** Goal **
Every entry here needs to be repeated exactly.

** The input **
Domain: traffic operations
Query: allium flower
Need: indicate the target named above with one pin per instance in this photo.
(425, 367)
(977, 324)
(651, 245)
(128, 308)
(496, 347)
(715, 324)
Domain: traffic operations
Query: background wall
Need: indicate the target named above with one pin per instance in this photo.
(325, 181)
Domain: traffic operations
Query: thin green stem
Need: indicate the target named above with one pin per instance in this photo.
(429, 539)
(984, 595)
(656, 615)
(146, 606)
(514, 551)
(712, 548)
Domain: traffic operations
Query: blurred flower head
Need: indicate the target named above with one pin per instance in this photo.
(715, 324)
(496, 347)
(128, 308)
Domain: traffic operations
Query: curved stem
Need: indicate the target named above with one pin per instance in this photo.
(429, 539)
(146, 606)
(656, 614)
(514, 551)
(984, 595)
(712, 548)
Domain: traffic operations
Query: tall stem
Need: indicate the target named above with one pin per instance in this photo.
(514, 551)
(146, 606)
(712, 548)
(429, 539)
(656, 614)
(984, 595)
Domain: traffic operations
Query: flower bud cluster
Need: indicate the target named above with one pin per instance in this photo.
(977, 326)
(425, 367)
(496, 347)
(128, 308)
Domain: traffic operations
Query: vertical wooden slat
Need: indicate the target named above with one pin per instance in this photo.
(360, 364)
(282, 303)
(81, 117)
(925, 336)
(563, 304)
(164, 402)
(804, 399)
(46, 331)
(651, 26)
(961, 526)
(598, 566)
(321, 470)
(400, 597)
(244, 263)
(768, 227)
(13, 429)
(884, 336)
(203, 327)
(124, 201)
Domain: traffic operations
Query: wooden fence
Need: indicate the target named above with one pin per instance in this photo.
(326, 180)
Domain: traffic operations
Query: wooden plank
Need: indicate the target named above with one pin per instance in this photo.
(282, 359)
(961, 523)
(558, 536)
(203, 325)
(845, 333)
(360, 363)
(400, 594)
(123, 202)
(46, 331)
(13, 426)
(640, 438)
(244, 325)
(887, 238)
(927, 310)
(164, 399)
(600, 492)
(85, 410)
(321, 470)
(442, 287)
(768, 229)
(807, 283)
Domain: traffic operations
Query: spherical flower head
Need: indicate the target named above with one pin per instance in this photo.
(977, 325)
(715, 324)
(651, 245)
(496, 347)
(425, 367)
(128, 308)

** Response for this exercise **
Domain: traffic operations
Query: allium flower
Need: indicate the target named above with one pin per instance in this photo.
(425, 367)
(977, 324)
(651, 245)
(128, 308)
(496, 347)
(715, 324)
Domain: traffic operations
Query: background wall
Need: indicate the target named above with one pin per instance in this photo.
(325, 181)
Domain: traffic operations
Query: thin green stem
Need: indicate the target named above with one pin per instance in this photo.
(429, 539)
(984, 595)
(656, 615)
(146, 606)
(514, 551)
(712, 548)
Domain: traffic operations
Query: blurred flower head
Need: indicate the target named above with one pin per instance in this photo.
(715, 324)
(496, 347)
(128, 308)
Domain: traffic operations
Query: curved stem
Need: indicate the target named above with one pin per instance in this photo.
(429, 539)
(146, 606)
(656, 614)
(514, 551)
(984, 595)
(712, 548)
Domain: traffic operations
Query: tall stem
Need: indicate the target named above with one pin per instance in this photo.
(514, 551)
(146, 606)
(712, 548)
(429, 539)
(656, 614)
(984, 595)
Domain: traffic operations
Query: flower bud cluster
Need: indicate the target named above with one pin per instance in this photo.
(977, 326)
(425, 367)
(496, 347)
(128, 308)
Domain: traffic operations
Query: vertical wooden slat
Need: indicate the target named above with one pin per instance in this photo.
(360, 364)
(282, 303)
(81, 117)
(925, 336)
(563, 304)
(164, 402)
(804, 399)
(46, 331)
(651, 26)
(961, 526)
(598, 566)
(321, 470)
(400, 597)
(244, 263)
(768, 227)
(13, 429)
(884, 336)
(203, 327)
(124, 201)
Domain: traffic operations
Query: wooden fence
Need: indicate the target named above with one pin per instance in this photo.
(326, 180)
Domain: traffic operations
Query: wooden plank
Need: indicate the target named above with one pin per instance in this photo.
(282, 359)
(961, 523)
(558, 536)
(203, 325)
(845, 333)
(360, 363)
(400, 594)
(123, 202)
(46, 331)
(13, 426)
(640, 438)
(244, 325)
(887, 238)
(927, 310)
(164, 399)
(600, 492)
(85, 410)
(321, 470)
(442, 287)
(768, 229)
(807, 283)
Domain: traffic operations
Query: spherical flower head
Need: indicate the target named above with one pin per instance in this photo.
(977, 325)
(715, 324)
(651, 245)
(496, 347)
(425, 367)
(128, 308)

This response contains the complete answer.